>> begin EXTRACTED INFORMATION

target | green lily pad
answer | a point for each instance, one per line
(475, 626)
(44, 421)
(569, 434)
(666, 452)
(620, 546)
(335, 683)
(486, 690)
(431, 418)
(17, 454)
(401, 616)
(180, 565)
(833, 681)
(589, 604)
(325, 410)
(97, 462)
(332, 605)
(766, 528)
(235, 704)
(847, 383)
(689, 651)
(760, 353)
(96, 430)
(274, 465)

>> end EXTRACTED INFORMATION

TASK DIRECTIONS: Lay out the items above as a two-column CSV with the header row instruction,response. Give one row per item, with its text in the instruction column and its answer in the response column, each as a single quoted field with line breaks replaced by spaces.

RESPONSE TO THE TASK:
instruction,response
"target | green lily pad answer | a point for each instance, one per line","(475, 626) (44, 421) (569, 434) (666, 452) (620, 546) (335, 683) (486, 690) (431, 418) (17, 454) (401, 616) (180, 565) (833, 681) (589, 604) (325, 410) (97, 462) (332, 605) (766, 528) (235, 704) (847, 383) (689, 651) (760, 353) (96, 430) (274, 465)"